(QUESTIONS TO ANSWER):
1. In the server downtime postmortem, rewrite the part that opens with the words containing "- **T0 + X:** PCI" and closes with "and service availability.", replacing "VM" with "virtual machine".
2. Answer these questions about the server downtime postmortem:
(a) About how long did the incident last?
(b) What new hardware was installed before the outage?
(c) What action restored system stability?
3. Write the next part of the server downtime postmortem, picking up after its final sentence.
====== PASSAGE SHOWN ======
Update README.md

This commit is contained in:
kneesox 2026-02-02 15:14:35 +00:00
parent dd8b41a920
commit 7b50fc5353

View file

@ -1,2 +1,64 @@
# 02-02-26-postmortem # 02-02-26-postmortem
# Postmortem: Server Downtime on February 2
**Date of Incident:** February 2 2026
**Duration:** ~2 hours
**Impact:** Service hosted on the affected machine was unavailable during the incident window.
---
## Summary
On February 2, the primary server experienced approximately two hours of downtime following a hardware and configuration change. The incident was caused by the installation of a new HBA (Host Bus Adapter) card and the subsequent activation of PCI passthrough for that device. This change triggered a delayed kernel panic that only manifested after the VM had fully loaded and established an active internet connection, resulting in repeated crashes and service unavailability.
---
## Timeline
- **T0:** Installation of new HBA card completed successfully.
- **T0 + X:** PCI passthrough enabled for the HBA device and assigned to the VM.
- **T0 + Y:** VM booted successfully with no immediate errors.
- **T0 + Y + Z:** Once the VM completed boot and established an internet connection, a delayed kernel panic occurred, causing the VM to crash.
- **Following ~2 hours:** Multiple attempts to diagnose and stabilize the VM; issue was initially difficult to reproduce consistently due to the delayed and conditional nature of the panic.
- **Resolution:** PCI passthrough for the HBA card was disabled and the configuration was rolled back, restoring system stability and service availability.
---
## Root Cause
The root cause of the outage was an incompatibility or instability introduced by enabling PCI passthrough on the newly installed HBA card. This configuration resulted in a delayed kernel panic that:
- Did not occur immediately at boot
- Only triggered once the VM was fully loaded
- Only manifested when the VM was connected to the internet
This behavior significantly complicated diagnosis, as the system appeared stable during initial boot and testing phases.
====== INFORMATION PROVIDED ======
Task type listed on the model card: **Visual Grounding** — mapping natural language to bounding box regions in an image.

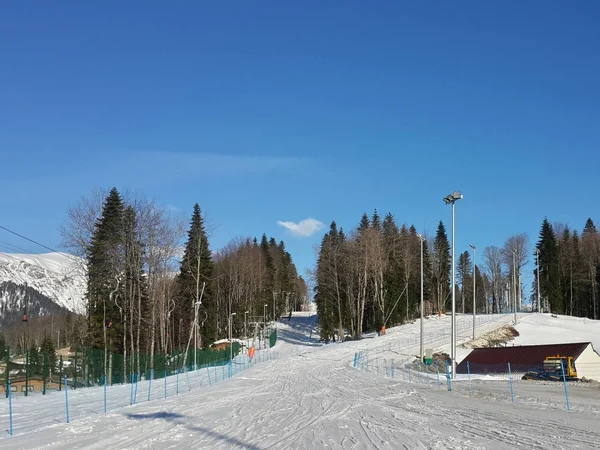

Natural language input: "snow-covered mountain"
[0,253,86,314]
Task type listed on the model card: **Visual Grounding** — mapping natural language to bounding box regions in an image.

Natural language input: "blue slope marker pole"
[560,361,571,411]
[129,374,133,406]
[467,361,473,397]
[148,369,154,401]
[65,375,69,423]
[508,363,515,403]
[6,380,12,436]
[104,375,106,414]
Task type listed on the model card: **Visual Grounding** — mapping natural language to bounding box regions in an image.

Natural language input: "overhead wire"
[0,225,75,259]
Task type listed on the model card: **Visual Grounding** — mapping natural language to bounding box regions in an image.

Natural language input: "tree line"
[62,188,307,369]
[312,210,600,340]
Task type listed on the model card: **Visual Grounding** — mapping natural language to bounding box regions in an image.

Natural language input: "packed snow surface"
[0,253,86,314]
[0,313,600,450]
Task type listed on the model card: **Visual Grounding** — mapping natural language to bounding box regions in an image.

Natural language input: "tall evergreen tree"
[581,218,600,319]
[456,250,473,313]
[537,218,564,312]
[173,203,218,349]
[86,188,124,356]
[432,220,451,310]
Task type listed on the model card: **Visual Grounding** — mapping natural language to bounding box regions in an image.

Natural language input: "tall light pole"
[261,303,267,350]
[417,233,425,362]
[512,248,517,325]
[229,313,235,364]
[469,244,477,340]
[444,191,463,378]
[535,248,542,312]
[194,301,202,370]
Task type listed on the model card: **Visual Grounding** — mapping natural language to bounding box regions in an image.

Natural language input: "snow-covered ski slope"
[0,314,600,449]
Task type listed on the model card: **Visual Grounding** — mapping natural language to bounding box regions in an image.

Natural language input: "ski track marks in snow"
[0,315,600,450]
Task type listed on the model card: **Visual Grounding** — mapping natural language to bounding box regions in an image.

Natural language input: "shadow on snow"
[125,411,261,450]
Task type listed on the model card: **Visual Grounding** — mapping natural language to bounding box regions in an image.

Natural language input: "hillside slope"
[0,253,86,313]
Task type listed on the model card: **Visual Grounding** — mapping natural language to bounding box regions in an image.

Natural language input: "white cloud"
[277,218,325,237]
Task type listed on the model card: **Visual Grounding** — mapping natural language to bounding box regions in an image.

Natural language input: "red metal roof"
[456,342,591,373]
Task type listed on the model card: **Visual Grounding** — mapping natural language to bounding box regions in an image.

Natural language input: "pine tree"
[581,218,600,319]
[382,213,406,324]
[87,188,124,354]
[358,213,371,233]
[537,218,564,311]
[173,203,218,350]
[456,250,473,313]
[433,220,450,310]
[371,209,381,232]
[40,335,56,375]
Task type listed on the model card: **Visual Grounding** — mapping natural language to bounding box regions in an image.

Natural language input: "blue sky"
[0,1,600,296]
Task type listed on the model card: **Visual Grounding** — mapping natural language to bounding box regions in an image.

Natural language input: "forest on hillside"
[313,210,600,339]
[0,188,308,374]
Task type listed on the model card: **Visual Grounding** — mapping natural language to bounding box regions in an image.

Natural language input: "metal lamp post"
[444,191,463,378]
[229,313,235,361]
[469,244,477,340]
[244,311,249,354]
[194,301,202,370]
[261,303,268,350]
[511,248,517,325]
[535,248,542,312]
[417,233,425,361]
======
(ANSWERS BY ITEM NUMBER):
1.
- **T0 + X:** PCI passthrough enabled for the HBA device and assigned to the virtual machine.
- **T0 + Y:** virtual machine booted successfully with no immediate errors.
- **T0 + Y + Z:** Once the virtual machine completed boot and established an internet connection, a delayed kernel panic occurred, causing the virtual machine to crash.
- **Following ~2 hours:** Multiple attempts to diagnose and stabilize the virtual machine; issue was initially difficult to reproduce consistently due to the delayed and conditional nature of the panic.
- **Resolution:** PCI passthrough for the HBA card was disabled and the configuration was rolled back, restoring system stability and service availability.

2.
(a) About two hours.
(b) A new HBA (Host Bus Adapter) card.
(c) PCI passthrough for the HBA card was disabled and the configuration was rolled back.

3.
---
## Contributing Factors
- The kernel panic was delayed rather than immediate, obscuring the direct link to the configuration change.
- The issue only occurred under specific runtime conditions (VM fully loaded and network-connected).
- Limited prior testing of PCI passthrough behavior with this specific HBA model and kernel/host configuration.
---
## Resolution and Recovery
The issue was resolved by disabling PCI passthrough for the HBA card and reverting the VM to a stable configuration. Once the passthrough configuration was removed, the kernel panic no longer occurred and normal operation resumed.
---
## Preventative Actions / Lessons Learned
- Perform staged testing of hardware passthrough changes, including sustained runtime and network-connected scenarios, before applying them to production systems.
- Schedule hardware and low-level virtualization changes during defined maintenance windows.
- Capture and review kernel logs immediately following configuration changes to detect delayed or non-obvious failures.
- Document compatibility and known issues for passthrough devices used in the environment.
---
**Status:** Resolved
**Follow-up Required:** Yes further testing of HBA passthrough in a non-production environment before deployment.